### EXERCISE GOAL
Could you repeat exactly the lines below, from the line containing "point: forked tail" through the last one, both included, while leaving out any pictures?

### SOURCE MATERIAL

= = = = = = =

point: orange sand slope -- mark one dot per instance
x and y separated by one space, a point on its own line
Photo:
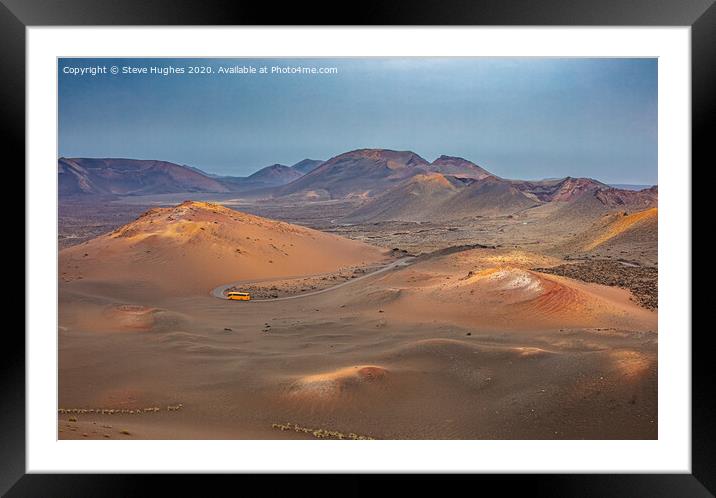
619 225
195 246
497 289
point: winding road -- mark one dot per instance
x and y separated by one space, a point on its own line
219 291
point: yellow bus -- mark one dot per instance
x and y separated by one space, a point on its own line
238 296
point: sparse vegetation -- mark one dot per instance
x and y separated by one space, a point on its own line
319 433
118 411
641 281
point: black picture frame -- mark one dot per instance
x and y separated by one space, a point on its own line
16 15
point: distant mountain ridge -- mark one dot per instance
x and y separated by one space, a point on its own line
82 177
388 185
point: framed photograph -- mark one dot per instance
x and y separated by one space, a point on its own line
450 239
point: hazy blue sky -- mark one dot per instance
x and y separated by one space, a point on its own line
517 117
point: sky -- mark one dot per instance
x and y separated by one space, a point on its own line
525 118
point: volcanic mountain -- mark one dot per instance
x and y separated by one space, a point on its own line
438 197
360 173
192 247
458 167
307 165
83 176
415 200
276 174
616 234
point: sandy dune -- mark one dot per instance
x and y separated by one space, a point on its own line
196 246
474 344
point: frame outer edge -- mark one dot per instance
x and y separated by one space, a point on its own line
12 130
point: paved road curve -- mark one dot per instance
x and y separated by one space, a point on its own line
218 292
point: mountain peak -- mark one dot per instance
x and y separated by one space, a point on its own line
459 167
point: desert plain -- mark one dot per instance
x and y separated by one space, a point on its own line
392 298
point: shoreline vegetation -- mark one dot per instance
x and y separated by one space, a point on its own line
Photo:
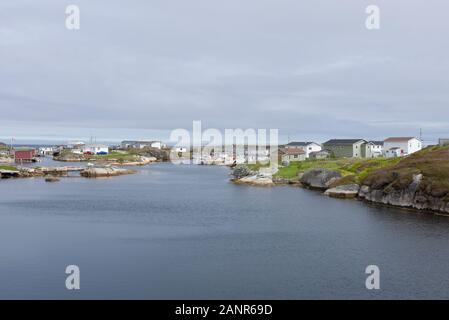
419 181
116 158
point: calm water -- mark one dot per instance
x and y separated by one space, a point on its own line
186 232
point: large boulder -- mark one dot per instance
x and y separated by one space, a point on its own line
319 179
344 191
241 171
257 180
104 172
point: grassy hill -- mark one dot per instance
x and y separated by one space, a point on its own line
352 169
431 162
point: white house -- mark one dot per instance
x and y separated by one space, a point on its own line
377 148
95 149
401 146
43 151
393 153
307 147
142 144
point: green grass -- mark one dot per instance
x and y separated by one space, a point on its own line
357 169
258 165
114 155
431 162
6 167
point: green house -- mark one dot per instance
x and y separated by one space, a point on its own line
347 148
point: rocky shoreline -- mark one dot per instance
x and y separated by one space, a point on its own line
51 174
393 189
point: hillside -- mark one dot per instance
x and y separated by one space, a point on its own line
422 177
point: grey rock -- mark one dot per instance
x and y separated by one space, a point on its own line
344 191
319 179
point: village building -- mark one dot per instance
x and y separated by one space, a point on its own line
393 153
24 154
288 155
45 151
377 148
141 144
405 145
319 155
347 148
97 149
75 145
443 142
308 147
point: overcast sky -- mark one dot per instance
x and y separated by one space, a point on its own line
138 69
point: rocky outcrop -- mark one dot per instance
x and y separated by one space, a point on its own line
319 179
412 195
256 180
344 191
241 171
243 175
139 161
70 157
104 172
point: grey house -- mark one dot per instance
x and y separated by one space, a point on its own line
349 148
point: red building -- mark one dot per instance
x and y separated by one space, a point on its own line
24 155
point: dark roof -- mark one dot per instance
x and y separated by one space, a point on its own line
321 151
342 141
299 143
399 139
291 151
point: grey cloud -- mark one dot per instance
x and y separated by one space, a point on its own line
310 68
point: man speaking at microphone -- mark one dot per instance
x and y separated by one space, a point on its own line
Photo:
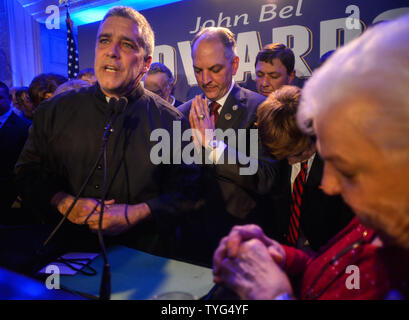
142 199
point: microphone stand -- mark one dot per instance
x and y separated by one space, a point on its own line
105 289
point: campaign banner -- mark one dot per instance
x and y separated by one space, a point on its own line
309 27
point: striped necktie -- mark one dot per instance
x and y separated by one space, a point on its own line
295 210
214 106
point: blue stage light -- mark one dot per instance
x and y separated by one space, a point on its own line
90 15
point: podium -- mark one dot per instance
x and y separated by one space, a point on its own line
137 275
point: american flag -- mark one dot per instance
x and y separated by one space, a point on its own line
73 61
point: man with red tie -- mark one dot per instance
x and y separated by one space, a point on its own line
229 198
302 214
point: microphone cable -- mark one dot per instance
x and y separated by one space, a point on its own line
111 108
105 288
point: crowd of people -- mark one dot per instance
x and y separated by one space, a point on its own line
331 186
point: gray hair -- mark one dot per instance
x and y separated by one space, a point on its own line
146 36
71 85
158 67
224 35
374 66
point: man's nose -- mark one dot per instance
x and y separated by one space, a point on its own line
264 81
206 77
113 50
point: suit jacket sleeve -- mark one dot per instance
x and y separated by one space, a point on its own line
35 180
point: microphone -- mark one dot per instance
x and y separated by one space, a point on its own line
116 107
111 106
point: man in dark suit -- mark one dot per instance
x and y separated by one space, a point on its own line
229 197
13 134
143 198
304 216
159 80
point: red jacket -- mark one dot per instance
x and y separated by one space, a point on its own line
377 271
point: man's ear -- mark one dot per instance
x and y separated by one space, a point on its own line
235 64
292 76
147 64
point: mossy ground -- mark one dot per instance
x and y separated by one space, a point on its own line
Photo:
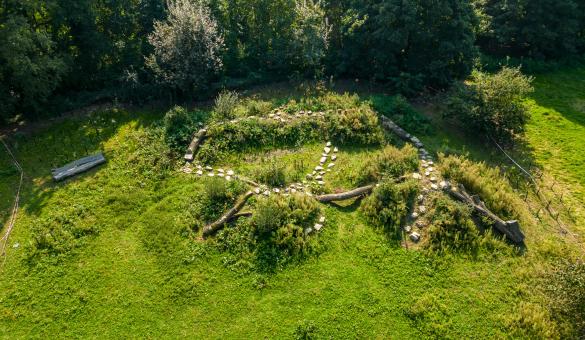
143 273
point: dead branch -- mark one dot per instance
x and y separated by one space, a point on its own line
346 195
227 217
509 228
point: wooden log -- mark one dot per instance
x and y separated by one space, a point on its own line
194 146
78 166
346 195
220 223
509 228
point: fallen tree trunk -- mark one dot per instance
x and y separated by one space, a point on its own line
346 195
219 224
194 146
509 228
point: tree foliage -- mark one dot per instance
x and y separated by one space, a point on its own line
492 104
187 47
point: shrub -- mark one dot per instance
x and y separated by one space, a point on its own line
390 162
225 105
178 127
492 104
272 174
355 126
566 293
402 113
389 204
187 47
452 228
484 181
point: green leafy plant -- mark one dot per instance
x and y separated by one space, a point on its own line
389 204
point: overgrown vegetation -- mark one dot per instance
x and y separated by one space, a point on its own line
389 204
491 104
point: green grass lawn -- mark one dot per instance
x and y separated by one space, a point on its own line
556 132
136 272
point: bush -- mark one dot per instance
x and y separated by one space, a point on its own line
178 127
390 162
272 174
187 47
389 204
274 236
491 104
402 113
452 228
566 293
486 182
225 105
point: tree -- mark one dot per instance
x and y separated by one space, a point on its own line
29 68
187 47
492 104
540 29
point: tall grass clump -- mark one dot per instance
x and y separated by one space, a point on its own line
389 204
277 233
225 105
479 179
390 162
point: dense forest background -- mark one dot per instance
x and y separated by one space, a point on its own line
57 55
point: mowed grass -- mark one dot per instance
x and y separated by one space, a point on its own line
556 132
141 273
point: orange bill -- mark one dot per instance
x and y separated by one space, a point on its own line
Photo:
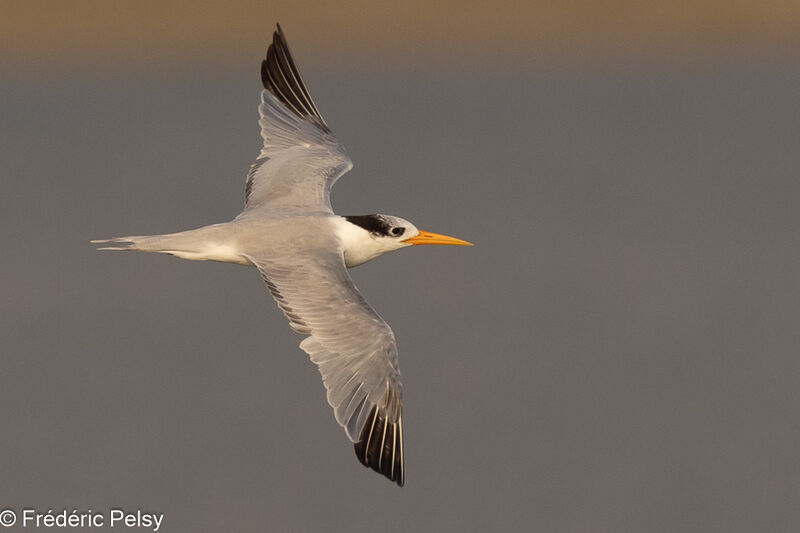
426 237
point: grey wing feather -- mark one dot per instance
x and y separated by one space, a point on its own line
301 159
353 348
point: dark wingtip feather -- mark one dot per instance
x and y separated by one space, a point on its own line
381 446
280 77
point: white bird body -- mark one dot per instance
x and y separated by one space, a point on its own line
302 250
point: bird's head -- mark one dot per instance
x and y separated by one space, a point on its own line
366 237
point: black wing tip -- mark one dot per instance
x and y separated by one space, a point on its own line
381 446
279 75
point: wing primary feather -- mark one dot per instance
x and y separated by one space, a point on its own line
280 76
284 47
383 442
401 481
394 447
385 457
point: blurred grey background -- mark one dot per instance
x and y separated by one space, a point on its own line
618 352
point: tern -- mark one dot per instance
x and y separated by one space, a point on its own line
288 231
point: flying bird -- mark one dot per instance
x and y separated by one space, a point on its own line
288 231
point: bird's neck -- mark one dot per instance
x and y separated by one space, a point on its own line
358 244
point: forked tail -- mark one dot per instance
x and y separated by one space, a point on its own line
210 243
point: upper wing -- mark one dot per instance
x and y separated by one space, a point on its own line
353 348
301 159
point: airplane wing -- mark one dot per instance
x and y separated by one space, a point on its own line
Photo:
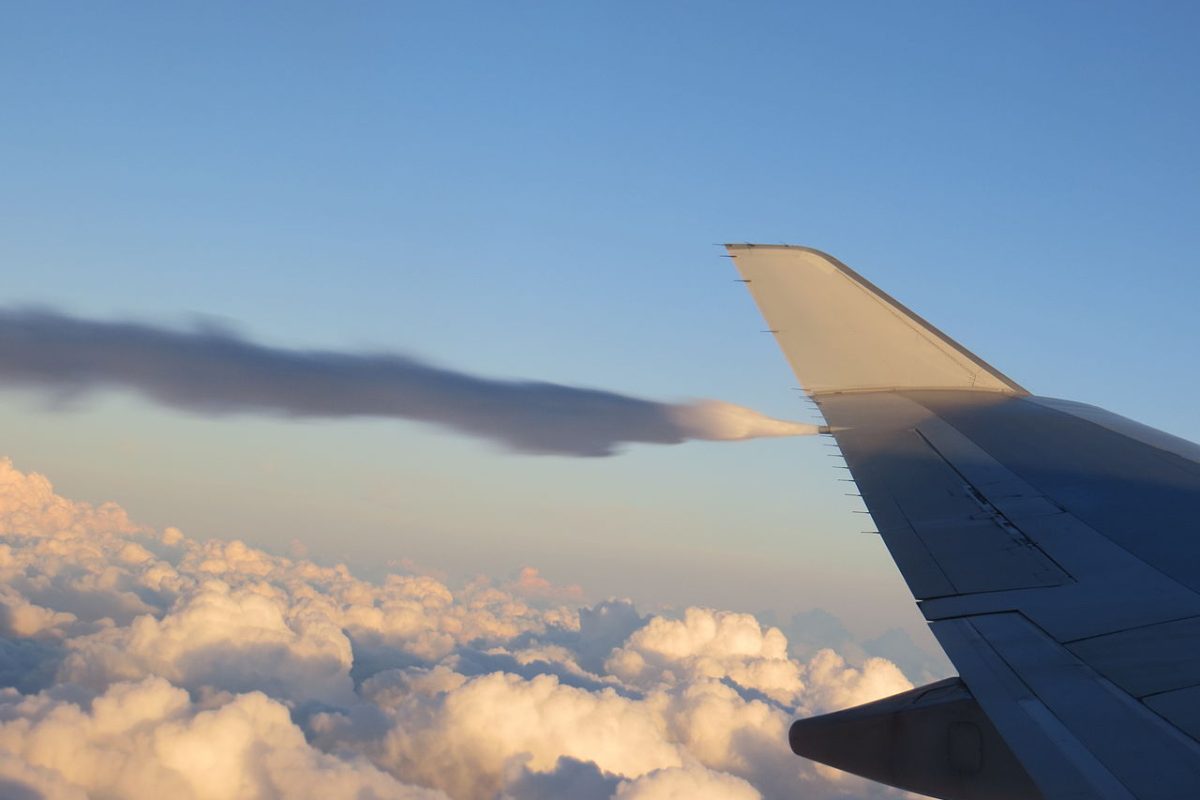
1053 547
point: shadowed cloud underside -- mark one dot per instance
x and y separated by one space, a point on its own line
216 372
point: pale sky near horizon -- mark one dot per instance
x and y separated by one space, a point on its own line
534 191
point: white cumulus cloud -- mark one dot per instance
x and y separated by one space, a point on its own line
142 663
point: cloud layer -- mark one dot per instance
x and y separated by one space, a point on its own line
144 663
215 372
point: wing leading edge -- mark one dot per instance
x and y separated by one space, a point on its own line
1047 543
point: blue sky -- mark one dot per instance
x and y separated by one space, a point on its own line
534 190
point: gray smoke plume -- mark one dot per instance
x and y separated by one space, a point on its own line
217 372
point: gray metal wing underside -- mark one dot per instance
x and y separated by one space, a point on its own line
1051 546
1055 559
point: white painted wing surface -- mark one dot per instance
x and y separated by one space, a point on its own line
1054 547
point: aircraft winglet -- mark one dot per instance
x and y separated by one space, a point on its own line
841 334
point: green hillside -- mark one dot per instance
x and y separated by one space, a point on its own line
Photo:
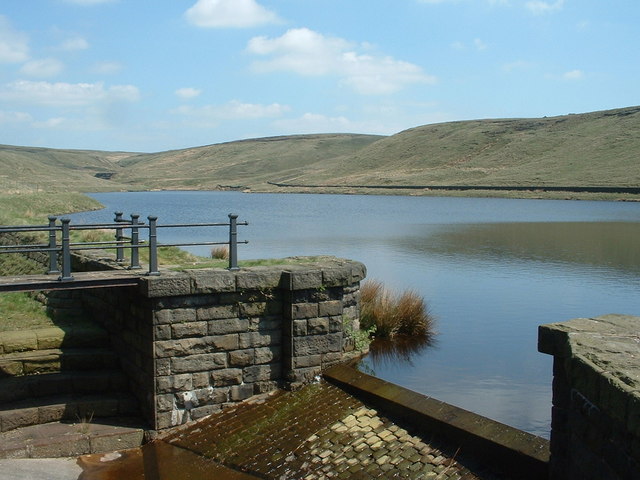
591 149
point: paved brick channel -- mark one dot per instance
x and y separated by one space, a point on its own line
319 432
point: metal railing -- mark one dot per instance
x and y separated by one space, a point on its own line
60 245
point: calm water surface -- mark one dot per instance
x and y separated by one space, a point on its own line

= = = = = = =

### RESPONSE TO THIS EXERCISE
point: forked tail -- mark one dot per instance
x and y separated by one space, a point on its own line
210 243
point: upper wing -- mark one dot per instance
x and y separated by one space, a point on its own line
353 348
301 159
point: airplane wing -- mark one dot per instance
x and y separated by one space, a point on its own line
Photo:
1053 547
point: shadowed cloud underside -- mark one dot per instance
x and y separated by one space, a point on its own line
216 372
point: pale sky near horizon -- mark one dot per instance
x and y separated by one space, a point on its own line
534 191
point: white cumulus cloud -- mark one dot per instance
x and y separated by one space, a point on its own line
142 663
point: cloud layer -- mark one dot per instance
x and y separated by one space, a point on its own line
144 663
215 372
point: wing leading edge -- mark one dot per instance
x and y separated by one space, a point on its own line
1047 543
point: blue sky -- mark one dot per instance
x and y separated by one space, a point on its own line
534 190
point: gray smoke plume -- mark one dot per instance
x and y separated by one space, a point on its own line
217 372
point: gray metal wing underside -- mark one dot per instance
x and y separated by one space, a point on its own line
1051 546
1055 559
point: white painted wing surface -- mark one dot per instance
x and y separated by one space, a point on its own line
1054 547
point: aircraft winglet -- mark one dot per instance
x and y separated by one space, a point on its own line
841 334
point: green hillside -- mark one dot per instance
x and y separated by one space, a point on its own line
Photo:
591 149
point: paved brick channel -- mark one dot per instance
x and y separated by one space, a point on its own line
319 432
point: metal railing -- mark one dot per instance
x and y separated by one space, a point on its own line
60 245
point: calm water surface -- mark one dot per instance
x and y separated by one space, a point on its own line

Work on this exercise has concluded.